▶ _PASSAGE_
The 1.44mb floppy sold millions (make that hundred of millions) and never quite died (see but imagine having instead of that 16gb USB stick you had on 11,700 floppys instead. In fact, what would a hard drive of floppys look like? A modest 1.5 terabyte desktop hard drive (cost now about £100) would be about a million floppies or a solid cube of 3.5metres in size and weighing about 15,700kg (15.7 metric tonnes)!

Then in about 1995 iomega's Zip arrived  with capacities of 100mb (later versions increased what seemed like an amazing 250 MB then 750 MB). These were great when they worked but a "little unreliable" and a few times I lost a whole disk of data with the "click of death" which seemed like a lifetime's worth (see I became scared to use the 750mb in case of provoking a failure. Something was clearly wrong with the design. It offered such potential when 750mb was otherwise a pipedream! Zip had a transfer rate of about  1mb per sec maybe 20x that of the floppy but 20x less than a hard disk. The Zip disk was killed by two factors. Suicide (by unreliability) and also by recordable optical drives, namely CDR which cost a fortune when they came out (over £1000 for the recorder). I save up and bought one about 1996 for £600; a year after launch. Making your own CDs seemed like the big time; almost like you were a manufacturer yourself. I remember when I backup the whole of my infant version of itunes to CDR and later DVD-R (taking about 10 DVD-R' about 50gb...and that was about 5000 mp3s).

▶ _MATERIAL SUPPLIED_

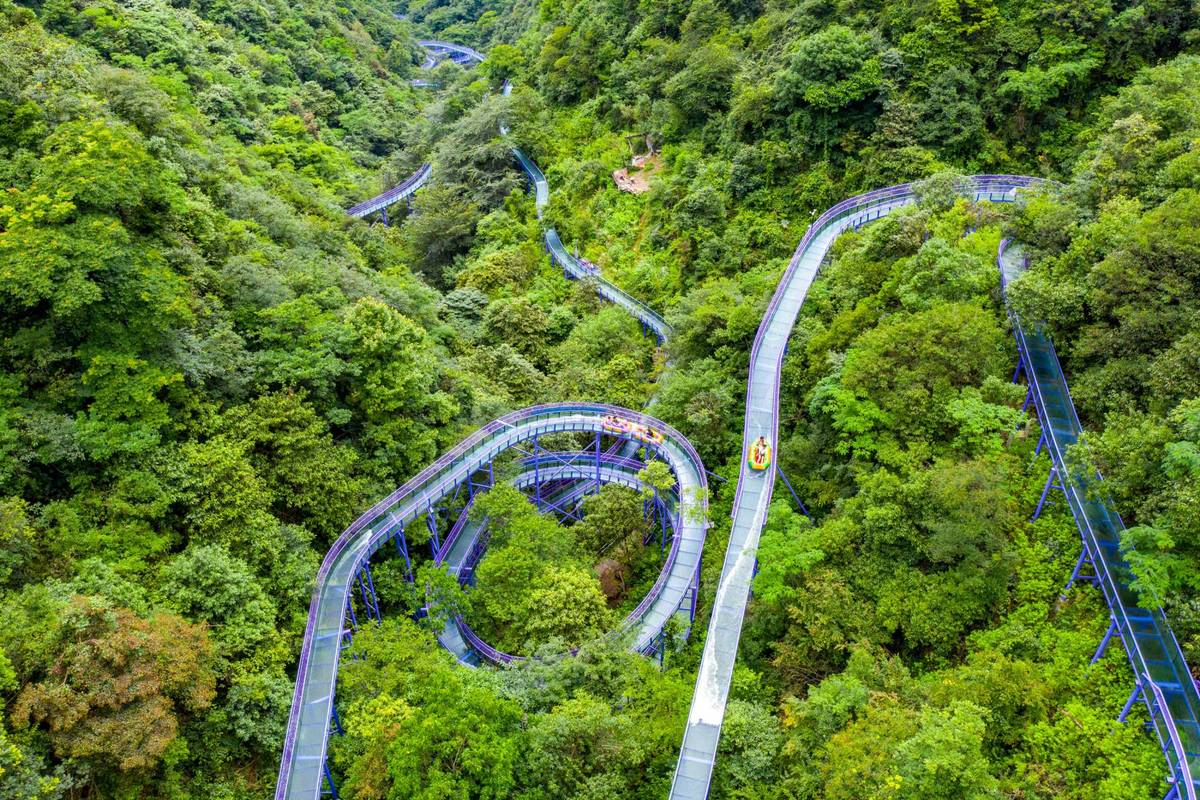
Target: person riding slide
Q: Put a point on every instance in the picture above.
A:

--

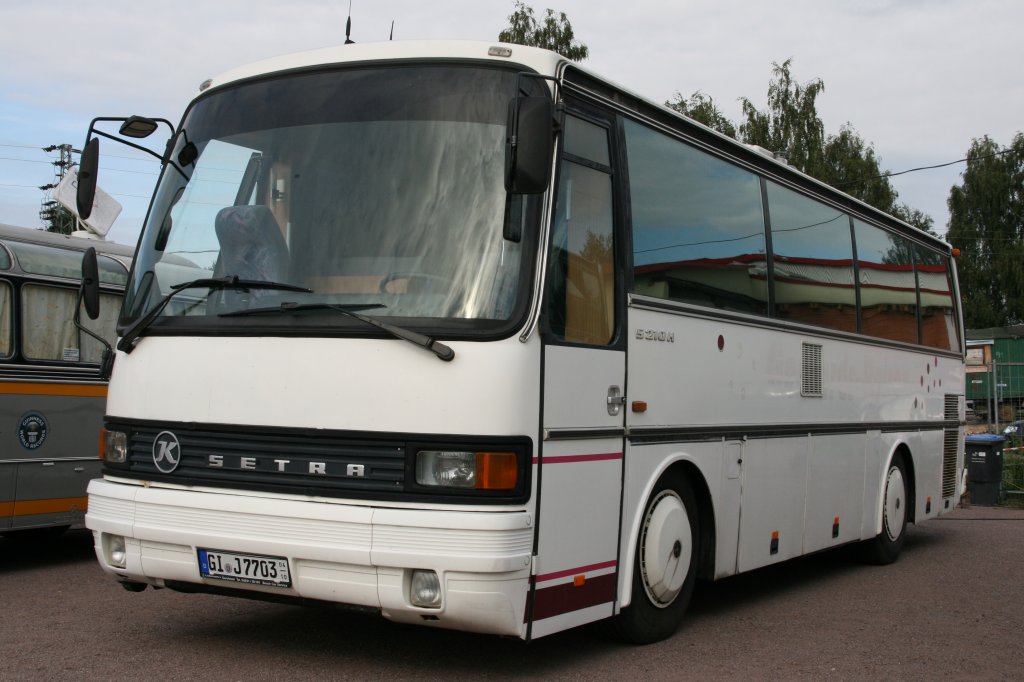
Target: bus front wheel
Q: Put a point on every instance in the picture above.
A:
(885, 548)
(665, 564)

---

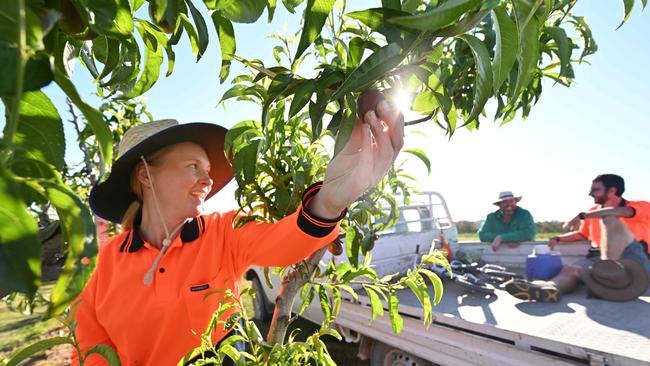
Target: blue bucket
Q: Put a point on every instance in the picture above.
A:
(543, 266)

▶ _WHAT IS NEEDED_
Please carry on the passage about floppy disks, Zip disks and recordable CDs, starting after its last sentence. You don't need the data.

▶ _EXERCISE OUTPUT_
 External hard drives weren't common at all and USB sticks tiny. In fact in the 90s it seems there was no easy way to back up your data. Using another hard drive seemed crazy because they were really expensive. In 1996 a 2gb drive cost about £400...rapidly falling to £300 for £20gb in about 2000.

Then in 1999 Amir Ban, Dov Moran and Oron Ogdan, of M-systems (with the help of IBM) invented the USB stick launched on December 15, 2000 at a humble 8mb. 8mb not 8gb. USB sockets were universal on computers by then, so USB sticks quickly became capable of carrying all you needed from office to office. I remember that before 2000 I had 4x four drawer cabinets for my work papers (largely 4000 scientific papers photocopied and meticulously filed from medical journals). Of course, you could never find the exact paper you wanted, no matter how good the filing system.

In 2004 someone at a conference showed me a 1gb USB stick. I was stunned by its large capacity, not to mention the cost, about £200. That was a lot to carry around. But by 2005 I had one and all these papers had effectively fitted onto one 1gb usb stick. In 2008 I could fit most everything I needed in the office onto a 4gb then 8gb and by 2010 I was carrying two 16gb sticks (one main, one backup) at all times with more than 30,000 files. Up to 2005 I had always felt the need to carry my laptop with me, sometimes with disasterous consequences. An interesing aside, large organizations
loose 265 laptops  per year:
43% of laptops were lost off-site (working from a home office or hotel room)
33 percent lost in transit or travel
Rates are highest in education and research; health and pharmaceuticals
7 percent of all assigned laptops in benchmarked companies will be lost or stolen.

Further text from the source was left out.